- Document extract -
Content starts

Any response to an emergency medical situation will depend strongly on the situation, the patient involved and availability of resources to help them. It will also vary depending on whether the emergency occurs whilst in hospital under medical care, or outside of any care (for instance, in the street)


For emergencies starting outside of medical care, a key component of providing proper care is to summon the emergency medical services (usually an ambulance), by calling for help using the appropriate local emergency telephone number, such as 911 or 999. The emergency dispatchers will generally run through a questioning system such as AMPDS in order to assess the priority level of the call, along with the caller's name and location.

Those trained to perform first aid can act within the bounds of the knowledge they have, whilst awaiting the next level of definitive care. Those who are not able to perform first aid can also assist by remaining calm and staying with the injured or ill person. A common complaint of emergency service personnel is the propensity of people to crowd around the scene of victim, as it is generally unhelpful, making the patient more stressed, and obstructing the smooth working of the emergency services.

Content ends

- To do -
1. Quote the passage on emergency medical response from "Any response to" up to and including "name and location.".
2. Extend the passage on emergency medical response, beginning right after its last sentence.

- Point-per-instance localization data -

Content starts

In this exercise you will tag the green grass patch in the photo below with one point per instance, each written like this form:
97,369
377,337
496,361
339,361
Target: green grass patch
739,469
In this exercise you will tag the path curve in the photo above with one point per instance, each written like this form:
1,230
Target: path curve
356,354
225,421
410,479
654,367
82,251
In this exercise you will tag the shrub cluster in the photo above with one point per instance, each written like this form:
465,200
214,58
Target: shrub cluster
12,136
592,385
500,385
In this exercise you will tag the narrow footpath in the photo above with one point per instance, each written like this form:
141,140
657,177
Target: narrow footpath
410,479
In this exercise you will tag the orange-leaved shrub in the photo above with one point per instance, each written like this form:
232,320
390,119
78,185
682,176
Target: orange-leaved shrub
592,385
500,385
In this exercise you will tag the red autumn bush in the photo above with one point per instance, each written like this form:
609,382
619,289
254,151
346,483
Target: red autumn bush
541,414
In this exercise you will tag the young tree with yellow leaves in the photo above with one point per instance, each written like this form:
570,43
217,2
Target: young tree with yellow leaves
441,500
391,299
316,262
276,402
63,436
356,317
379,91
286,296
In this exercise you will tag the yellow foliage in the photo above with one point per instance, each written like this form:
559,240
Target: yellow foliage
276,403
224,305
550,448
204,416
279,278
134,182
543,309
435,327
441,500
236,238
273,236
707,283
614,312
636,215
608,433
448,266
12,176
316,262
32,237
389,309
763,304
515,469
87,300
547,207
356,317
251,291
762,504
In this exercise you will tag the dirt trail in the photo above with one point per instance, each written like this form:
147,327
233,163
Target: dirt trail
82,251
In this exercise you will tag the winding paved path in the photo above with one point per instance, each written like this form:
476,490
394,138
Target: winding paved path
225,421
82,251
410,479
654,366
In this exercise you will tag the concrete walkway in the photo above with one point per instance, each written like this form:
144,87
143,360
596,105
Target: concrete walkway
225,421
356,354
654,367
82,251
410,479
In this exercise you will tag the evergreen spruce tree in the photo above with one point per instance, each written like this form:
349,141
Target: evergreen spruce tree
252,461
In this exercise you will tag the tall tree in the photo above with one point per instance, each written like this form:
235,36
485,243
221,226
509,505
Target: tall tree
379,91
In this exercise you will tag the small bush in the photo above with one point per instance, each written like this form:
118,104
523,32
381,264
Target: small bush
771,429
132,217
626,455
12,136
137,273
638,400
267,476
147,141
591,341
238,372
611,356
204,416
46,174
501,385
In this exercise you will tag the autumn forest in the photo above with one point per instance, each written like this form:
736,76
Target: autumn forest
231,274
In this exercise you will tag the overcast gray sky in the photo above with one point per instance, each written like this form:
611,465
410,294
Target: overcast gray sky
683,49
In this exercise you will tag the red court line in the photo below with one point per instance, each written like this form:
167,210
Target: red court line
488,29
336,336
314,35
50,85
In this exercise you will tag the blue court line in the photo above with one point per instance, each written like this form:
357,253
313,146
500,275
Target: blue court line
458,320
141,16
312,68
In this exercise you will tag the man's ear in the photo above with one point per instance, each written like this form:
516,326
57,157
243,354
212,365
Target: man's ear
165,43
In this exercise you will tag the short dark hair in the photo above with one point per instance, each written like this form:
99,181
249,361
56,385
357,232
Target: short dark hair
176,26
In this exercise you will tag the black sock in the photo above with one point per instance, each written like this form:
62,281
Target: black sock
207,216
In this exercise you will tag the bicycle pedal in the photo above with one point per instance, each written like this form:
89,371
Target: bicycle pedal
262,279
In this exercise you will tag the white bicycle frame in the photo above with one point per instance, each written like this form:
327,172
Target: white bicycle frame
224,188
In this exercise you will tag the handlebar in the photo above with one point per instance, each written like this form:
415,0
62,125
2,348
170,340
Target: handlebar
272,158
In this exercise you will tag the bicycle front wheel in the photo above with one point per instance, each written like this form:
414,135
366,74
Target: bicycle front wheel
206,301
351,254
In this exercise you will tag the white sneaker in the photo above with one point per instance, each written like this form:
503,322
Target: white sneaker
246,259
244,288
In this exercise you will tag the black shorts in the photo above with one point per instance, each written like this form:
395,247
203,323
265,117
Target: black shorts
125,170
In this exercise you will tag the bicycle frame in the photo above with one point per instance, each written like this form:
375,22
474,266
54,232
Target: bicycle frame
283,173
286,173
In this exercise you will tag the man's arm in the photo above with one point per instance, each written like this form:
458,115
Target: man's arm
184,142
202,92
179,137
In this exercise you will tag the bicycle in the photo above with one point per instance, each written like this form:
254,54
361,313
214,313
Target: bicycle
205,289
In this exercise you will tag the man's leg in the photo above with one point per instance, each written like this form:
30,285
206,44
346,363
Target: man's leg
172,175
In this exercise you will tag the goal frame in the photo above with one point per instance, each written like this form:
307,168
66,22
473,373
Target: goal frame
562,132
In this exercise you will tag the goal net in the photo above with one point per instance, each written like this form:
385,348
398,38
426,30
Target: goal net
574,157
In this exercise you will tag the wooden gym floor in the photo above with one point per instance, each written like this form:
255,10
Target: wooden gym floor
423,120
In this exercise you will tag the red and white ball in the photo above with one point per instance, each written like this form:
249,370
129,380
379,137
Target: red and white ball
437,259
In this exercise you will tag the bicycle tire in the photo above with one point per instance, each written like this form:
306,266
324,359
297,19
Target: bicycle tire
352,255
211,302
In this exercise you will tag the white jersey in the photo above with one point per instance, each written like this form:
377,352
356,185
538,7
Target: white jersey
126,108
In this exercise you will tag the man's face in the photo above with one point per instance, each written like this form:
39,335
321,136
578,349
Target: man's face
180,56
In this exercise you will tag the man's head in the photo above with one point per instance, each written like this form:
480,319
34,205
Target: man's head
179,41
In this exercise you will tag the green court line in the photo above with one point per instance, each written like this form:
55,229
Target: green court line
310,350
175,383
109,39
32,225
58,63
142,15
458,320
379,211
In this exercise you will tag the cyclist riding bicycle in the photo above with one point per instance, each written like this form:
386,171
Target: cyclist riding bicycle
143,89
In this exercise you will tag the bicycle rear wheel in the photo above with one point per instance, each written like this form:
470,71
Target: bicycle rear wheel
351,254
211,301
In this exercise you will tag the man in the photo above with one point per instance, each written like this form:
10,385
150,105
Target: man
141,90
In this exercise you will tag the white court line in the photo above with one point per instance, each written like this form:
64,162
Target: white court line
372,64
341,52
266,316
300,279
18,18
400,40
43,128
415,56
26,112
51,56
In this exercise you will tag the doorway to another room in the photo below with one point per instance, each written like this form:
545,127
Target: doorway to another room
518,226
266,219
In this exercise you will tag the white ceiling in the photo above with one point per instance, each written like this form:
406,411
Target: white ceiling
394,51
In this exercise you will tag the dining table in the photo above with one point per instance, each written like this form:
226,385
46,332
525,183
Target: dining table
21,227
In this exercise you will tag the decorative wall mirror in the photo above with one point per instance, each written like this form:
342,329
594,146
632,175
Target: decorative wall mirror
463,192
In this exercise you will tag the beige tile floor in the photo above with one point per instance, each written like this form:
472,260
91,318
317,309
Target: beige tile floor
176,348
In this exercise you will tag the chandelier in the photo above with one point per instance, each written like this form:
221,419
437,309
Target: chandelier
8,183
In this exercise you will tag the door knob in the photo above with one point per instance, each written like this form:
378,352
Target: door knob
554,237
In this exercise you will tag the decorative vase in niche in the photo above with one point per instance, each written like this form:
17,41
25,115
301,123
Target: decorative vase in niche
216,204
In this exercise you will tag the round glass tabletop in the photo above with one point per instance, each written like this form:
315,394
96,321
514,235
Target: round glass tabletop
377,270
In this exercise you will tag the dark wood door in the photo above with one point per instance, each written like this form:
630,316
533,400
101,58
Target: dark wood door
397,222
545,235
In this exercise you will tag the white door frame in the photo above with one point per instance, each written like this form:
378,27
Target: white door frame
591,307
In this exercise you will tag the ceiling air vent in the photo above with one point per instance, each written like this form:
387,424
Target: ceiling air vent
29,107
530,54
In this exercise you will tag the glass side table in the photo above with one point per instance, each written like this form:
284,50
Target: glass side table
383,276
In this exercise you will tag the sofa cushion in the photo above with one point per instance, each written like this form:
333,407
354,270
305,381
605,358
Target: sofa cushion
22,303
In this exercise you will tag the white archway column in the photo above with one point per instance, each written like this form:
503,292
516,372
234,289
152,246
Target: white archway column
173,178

Content ends

- Per-task answers -
1.
Any response to an emergency medical situation will depend strongly on the situation, the patient involved and availability of resources to help them. It will also vary depending on whether the emergency occurs whilst in hospital under medical care, or outside of any care (for instance, in the street)


For emergencies starting outside of medical care, a key component of providing proper care is to summon the emergency medical services (usually an ambulance), by calling for help using the appropriate local emergency telephone number, such as 911 or 999. The emergency dispatchers will generally run through a questioning system such as AMPDS in order to assess the priority level of the call, along with the caller's name and location.

2.
The principles of the chain of survival apply to medical emergencies where the patient has an absence of breathing and heartbeat. This involves the four stages of Early access, Early CPR, Early defibrillation and Early advanced life support

Unless the situation is particularly hazardous, and is likely to further endanger the patient, evacuating the victim requires special skills, and should be left to the professionals of the emergency medical and fire service.

Clinical response

Within hospital settings, an adequate staff is generally present to deal with the average emergency situation. Emergency medicine physicians have training to deal with most medical emergencies, and maintain CPR and ACLS certifications. In disasters or complex emergencies, most hospitals have protocols to summon on-site and off-site staff rapidly.

Both emergency room and inpatient medical emergencies follow the basic protocol of Advanced Cardiac Life Support. Irrespective of the nature of the emergency, adequate blood pressure and oxygenation are required before the cause of the emergency can be eliminated. Possible exceptions include the clamping of arteries in severe hemorrhage.